* [The request]:
Rewrite the records from their start through the line containing "[[[93,124],[91,134],[97,135],[129,136],[130,126]]]", changing "red sponsor stripe" to "red sponsor band" and leaving everything else untouched.

****

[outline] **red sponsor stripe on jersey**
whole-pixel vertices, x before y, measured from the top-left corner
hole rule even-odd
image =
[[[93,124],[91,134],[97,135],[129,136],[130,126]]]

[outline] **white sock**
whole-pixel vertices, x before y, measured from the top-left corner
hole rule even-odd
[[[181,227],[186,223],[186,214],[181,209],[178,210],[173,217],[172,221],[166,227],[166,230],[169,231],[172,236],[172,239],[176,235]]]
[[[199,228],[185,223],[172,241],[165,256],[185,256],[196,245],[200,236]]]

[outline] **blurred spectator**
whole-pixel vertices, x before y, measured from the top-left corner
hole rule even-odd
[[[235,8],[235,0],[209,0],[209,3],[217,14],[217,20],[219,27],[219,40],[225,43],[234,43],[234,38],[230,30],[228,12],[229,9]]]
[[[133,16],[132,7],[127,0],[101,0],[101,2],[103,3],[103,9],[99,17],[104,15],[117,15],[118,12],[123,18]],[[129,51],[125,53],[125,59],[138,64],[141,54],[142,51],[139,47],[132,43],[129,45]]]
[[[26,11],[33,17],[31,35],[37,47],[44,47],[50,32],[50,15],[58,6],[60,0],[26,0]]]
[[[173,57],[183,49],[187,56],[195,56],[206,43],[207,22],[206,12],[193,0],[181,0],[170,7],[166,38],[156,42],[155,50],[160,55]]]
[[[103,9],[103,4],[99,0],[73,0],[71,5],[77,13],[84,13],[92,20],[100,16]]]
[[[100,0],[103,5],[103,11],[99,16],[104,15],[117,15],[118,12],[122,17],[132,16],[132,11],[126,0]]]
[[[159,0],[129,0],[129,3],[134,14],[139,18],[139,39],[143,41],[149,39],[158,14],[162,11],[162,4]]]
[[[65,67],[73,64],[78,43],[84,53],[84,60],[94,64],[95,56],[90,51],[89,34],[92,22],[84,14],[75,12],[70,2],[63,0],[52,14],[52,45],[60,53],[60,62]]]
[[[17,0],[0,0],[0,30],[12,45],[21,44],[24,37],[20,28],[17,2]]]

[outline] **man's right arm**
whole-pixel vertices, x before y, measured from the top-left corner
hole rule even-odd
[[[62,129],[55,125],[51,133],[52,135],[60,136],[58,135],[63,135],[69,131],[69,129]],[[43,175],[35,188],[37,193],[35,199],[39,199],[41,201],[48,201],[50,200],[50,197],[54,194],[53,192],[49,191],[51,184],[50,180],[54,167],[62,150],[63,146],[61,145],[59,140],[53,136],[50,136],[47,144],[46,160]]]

****

* [Task answer]:
[outline] **red sponsor band on jersey**
whole-pixel vertices, x before y, measured from the top-left corner
hole rule even-odd
image =
[[[93,124],[91,134],[97,135],[129,136],[130,126]]]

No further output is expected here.